» **Given exercise A**:
Output the passage on the Shariah and the rule of law, beginning at the words "Lost in this" and stopping after "punishment should be.".

Lost in this discussion is something that should be obvious to everyone: your personal morality is not the law, and you don’t take the law into your own hands. Regardless of what law one lives under, it is the job of the recognized organs of justice to apply it. Regardless of how vile you consider an act to be, it is the law of the land that determines if that act is a crime and what its punishment should be.
According to the Shariah, Muslims living in the West (or other non-Muslim states) are essentially visitors from the perspective of the sacred law. The standard definition amongst Muslim scholars for the Abode of Islam (Dar al-Islam) was those lands where the Shariah reigns. Muslims outside that space reside in lands and countries as guests of whatever legal or religious system reigns there. If the law of the land were to prohibit Muslims from carrying out a duty required by the Shariah, such as prayer, or require them to do something clearly forbidden in Islam, such as drinking alcohol, the standard opinion amongst classical Muslim scholars was that Muslims could no longer reside there (a second opinion was that they should remain so that the religion of Islam would not vanish there). Otherwise, Muslims must respect the law of the land. Their decision to reside in those lands represents their agreement to a contract with the governments ruling them. As the Quran commands Muslims, “be true to your agreements” (Quran 5:1), and as the Prophetﷺ taught, “Muslims are bound by the conditions [of their agreements].” The Shariah continues to govern Muslims’ private worship and whatever areas of law the local system leaves open (such as contracts, inheritance and marriage in the US), but Muslims must respect and abide by the restrictions, duties and regulations placed upon them.
‘Kill the one who has committed sodomy’ & The Rule of Law in the Shariah
How do Muslims reconcile the principle of the rule of law with the commands of their sacred scriptures? The Quran echoes the Bible in its tone regarding justice. ‘A life for a life, an eye for an eye…’ (Quran 5:45) has an immediacy about it, as does the Prophet’s Hadith (contested, as mentioned above) ‘Whoever you find committing the act of the people of Lot, kill the active and passive partners.’ Aren’t commands like this directed at us as individuals?
This question was posed to the most famous scholar of thirteenth-century Cairo (and Damascus, for that matter). Ibn ‘Abd al-Salam was asked whether a person who had committed a grievous crime or mortal sin was allowed to take the law into his own hands and kill himself. The answer was no, ruled the scholar. If the person wants to be punished, he should confess before a judge so that he could be dealt with ‘in the legal manner (‘ala al-wajh al-shar’i).’ Scriptures like the Bible and the Quran address mankind at the level of conceptual default, as individuals unmediated by governments. At that level, Ibn ‘Abd al-Salam explained, it was indeed individuals who sought justice for wrongs done them, who exacted ‘an eye for an eye.’ But, he continued, the Shariah delegated this power and role to governments because of the serious risk of abuse.

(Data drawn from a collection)
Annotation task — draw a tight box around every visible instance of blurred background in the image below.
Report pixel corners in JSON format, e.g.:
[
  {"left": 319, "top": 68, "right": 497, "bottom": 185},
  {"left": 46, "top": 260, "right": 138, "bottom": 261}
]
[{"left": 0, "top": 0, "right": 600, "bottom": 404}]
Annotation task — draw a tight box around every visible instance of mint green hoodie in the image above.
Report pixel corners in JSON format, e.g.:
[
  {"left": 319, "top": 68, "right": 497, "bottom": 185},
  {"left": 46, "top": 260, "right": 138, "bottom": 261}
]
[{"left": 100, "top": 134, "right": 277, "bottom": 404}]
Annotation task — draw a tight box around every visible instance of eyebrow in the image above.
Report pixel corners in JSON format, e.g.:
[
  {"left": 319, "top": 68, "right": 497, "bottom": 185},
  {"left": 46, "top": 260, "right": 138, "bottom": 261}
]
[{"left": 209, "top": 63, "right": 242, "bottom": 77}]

» **Given exercise B**:
Please rescale the rows from the line that has "hoodie in the image above." through the last row, both ends included, repeating every line with its request and multiplying each box coordinate in the answers by 0.45, rounded to whole numbers with halves up. Leave the sample coordinates in the requests unchanged.

» **Task result A**:
Lost in this discussion is something that should be obvious to everyone: your personal morality is not the law, and you don’t take the law into your own hands. Regardless of what law one lives under, it is the job of the recognized organs of justice to apply it. Regardless of how vile you consider an act to be, it is the law of the land that determines if that act is a crime and what its punishment should be.

» **Task result B**:
Annotation task — draw a tight box around every visible instance of mint green hoodie in the image above.
Report pixel corners in JSON format, e.g.:
[
  {"left": 319, "top": 68, "right": 497, "bottom": 185},
  {"left": 46, "top": 260, "right": 138, "bottom": 261}
]
[{"left": 45, "top": 60, "right": 125, "bottom": 182}]
Annotation task — draw a tight box around every visible instance of eyebrow in the image above.
Report pixel corners in JSON format, e.g.:
[
  {"left": 319, "top": 68, "right": 497, "bottom": 185},
  {"left": 46, "top": 260, "right": 138, "bottom": 261}
]
[{"left": 94, "top": 28, "right": 109, "bottom": 35}]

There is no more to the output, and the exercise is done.